**** Provided data
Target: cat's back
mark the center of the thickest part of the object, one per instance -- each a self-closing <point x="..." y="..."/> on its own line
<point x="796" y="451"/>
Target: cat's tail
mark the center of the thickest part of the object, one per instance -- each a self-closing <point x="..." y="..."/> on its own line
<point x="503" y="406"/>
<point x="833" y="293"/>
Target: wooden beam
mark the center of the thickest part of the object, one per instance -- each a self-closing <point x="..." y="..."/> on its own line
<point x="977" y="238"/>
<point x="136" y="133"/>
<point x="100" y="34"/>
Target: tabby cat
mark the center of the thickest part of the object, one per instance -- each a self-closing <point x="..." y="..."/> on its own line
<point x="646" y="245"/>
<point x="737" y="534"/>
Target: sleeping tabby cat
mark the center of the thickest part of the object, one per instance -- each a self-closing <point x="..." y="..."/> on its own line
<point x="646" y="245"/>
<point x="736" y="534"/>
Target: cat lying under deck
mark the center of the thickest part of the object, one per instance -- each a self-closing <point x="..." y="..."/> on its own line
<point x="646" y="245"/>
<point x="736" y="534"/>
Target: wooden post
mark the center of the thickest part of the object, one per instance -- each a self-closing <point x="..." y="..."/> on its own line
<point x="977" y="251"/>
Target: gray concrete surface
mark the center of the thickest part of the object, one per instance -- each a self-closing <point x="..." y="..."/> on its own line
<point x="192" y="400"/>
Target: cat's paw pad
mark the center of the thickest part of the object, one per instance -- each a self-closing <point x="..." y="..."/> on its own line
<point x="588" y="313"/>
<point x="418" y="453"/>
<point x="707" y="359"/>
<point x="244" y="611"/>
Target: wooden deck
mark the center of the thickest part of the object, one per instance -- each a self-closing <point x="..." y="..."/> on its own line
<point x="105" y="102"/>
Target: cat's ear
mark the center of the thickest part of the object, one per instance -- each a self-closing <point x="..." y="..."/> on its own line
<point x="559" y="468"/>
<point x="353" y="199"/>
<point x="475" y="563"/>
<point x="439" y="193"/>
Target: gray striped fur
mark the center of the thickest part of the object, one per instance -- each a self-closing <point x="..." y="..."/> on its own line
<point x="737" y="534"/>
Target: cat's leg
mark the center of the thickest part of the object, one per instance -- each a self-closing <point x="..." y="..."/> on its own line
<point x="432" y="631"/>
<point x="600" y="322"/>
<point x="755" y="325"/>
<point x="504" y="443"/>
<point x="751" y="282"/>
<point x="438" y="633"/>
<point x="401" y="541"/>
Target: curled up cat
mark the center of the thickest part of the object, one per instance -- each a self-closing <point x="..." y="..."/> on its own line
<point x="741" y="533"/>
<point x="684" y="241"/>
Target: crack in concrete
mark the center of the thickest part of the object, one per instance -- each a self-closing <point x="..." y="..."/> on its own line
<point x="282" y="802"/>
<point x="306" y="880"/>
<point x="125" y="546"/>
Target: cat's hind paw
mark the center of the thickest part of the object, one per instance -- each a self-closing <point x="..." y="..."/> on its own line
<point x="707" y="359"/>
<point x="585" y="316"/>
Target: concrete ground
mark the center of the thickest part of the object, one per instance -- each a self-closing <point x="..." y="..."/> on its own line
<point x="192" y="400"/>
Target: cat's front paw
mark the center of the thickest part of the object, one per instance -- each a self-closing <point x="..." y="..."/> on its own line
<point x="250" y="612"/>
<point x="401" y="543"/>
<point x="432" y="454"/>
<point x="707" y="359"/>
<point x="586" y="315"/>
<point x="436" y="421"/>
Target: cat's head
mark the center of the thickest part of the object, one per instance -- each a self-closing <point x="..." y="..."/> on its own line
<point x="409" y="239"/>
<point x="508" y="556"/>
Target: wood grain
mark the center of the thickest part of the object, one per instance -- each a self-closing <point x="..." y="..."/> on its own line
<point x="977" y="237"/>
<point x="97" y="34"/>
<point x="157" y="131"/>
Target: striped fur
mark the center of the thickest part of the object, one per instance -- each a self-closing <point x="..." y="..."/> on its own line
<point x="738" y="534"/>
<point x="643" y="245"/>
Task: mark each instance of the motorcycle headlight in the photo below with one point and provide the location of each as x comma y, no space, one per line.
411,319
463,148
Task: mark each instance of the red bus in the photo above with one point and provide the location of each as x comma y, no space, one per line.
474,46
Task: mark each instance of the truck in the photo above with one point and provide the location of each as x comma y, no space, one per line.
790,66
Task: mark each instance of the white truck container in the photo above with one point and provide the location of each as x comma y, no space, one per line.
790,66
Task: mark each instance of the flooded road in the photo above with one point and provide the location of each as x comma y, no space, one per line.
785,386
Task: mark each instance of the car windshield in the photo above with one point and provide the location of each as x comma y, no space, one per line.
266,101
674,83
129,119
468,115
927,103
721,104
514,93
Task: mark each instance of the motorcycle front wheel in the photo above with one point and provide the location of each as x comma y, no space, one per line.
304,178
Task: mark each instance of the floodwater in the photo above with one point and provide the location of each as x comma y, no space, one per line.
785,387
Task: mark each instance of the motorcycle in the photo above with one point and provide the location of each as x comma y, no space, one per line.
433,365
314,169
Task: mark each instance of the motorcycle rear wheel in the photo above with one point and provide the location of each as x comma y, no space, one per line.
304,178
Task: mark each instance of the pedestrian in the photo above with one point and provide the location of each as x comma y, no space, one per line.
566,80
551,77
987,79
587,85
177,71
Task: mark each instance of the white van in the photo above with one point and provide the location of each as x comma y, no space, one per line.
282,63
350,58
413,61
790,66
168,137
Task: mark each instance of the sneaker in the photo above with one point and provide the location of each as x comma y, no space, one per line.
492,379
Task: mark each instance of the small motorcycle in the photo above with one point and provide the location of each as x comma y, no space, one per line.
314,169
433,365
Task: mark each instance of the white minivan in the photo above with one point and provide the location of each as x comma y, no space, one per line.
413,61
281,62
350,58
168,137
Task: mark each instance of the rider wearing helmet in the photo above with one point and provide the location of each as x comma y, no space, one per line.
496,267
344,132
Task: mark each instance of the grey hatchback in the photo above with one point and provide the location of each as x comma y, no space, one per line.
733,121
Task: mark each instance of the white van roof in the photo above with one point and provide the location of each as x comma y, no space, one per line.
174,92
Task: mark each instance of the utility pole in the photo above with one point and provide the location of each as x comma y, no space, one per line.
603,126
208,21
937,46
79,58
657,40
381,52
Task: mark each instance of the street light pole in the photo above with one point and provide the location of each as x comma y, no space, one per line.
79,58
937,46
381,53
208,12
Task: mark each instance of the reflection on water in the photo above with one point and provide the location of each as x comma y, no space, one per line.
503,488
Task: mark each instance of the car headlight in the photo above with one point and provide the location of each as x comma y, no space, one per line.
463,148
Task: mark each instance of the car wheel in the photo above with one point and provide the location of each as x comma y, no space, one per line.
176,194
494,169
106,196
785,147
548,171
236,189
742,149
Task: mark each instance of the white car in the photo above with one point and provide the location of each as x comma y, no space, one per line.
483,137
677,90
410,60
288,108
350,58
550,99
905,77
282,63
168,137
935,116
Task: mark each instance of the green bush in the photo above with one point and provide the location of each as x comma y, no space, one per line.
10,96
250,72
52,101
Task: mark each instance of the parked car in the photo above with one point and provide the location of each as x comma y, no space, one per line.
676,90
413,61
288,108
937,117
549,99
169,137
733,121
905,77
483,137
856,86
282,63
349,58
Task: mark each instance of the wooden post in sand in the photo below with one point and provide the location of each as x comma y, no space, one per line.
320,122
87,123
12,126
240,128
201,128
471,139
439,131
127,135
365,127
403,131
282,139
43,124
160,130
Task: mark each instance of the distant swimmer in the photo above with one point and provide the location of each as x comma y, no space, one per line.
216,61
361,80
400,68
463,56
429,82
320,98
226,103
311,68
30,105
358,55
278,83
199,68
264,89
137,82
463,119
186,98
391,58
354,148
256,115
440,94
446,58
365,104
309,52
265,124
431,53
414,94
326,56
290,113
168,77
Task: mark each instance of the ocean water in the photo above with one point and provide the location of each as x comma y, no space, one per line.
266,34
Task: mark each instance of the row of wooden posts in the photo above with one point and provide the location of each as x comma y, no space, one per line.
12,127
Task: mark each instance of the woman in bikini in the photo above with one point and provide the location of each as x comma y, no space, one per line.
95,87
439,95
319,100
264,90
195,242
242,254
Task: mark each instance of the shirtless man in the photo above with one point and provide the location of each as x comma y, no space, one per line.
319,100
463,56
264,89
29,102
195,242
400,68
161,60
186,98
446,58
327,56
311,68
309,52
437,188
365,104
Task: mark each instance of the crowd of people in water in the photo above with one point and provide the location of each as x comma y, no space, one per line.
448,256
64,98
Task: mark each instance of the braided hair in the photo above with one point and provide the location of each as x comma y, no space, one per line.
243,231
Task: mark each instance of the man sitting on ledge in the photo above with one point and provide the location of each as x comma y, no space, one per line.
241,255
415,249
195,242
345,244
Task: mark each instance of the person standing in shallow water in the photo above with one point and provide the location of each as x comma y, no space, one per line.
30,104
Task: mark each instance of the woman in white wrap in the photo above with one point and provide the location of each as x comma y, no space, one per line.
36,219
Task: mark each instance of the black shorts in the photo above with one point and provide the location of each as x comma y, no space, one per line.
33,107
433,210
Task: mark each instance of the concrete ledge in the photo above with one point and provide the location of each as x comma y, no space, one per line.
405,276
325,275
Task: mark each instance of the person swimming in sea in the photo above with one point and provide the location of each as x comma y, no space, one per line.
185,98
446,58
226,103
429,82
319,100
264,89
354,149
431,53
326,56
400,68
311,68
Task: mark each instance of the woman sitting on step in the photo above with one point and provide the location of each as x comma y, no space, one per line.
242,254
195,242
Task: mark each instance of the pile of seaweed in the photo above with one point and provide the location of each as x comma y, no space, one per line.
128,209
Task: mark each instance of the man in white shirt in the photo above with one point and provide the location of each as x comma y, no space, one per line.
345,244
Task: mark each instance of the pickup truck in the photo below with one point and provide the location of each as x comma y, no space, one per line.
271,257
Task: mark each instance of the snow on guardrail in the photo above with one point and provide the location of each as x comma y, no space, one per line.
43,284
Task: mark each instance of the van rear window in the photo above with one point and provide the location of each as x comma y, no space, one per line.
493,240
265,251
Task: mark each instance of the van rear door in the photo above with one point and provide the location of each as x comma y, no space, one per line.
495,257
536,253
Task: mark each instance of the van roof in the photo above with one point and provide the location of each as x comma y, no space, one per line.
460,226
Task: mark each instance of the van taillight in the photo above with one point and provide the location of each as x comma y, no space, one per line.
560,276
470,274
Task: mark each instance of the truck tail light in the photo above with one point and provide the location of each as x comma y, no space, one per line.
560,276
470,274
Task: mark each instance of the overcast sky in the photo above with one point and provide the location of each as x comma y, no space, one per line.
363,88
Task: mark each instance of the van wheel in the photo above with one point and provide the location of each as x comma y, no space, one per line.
********
Find the lines of the listing that contain the string "tabby" and give how many there are, with no other words.

2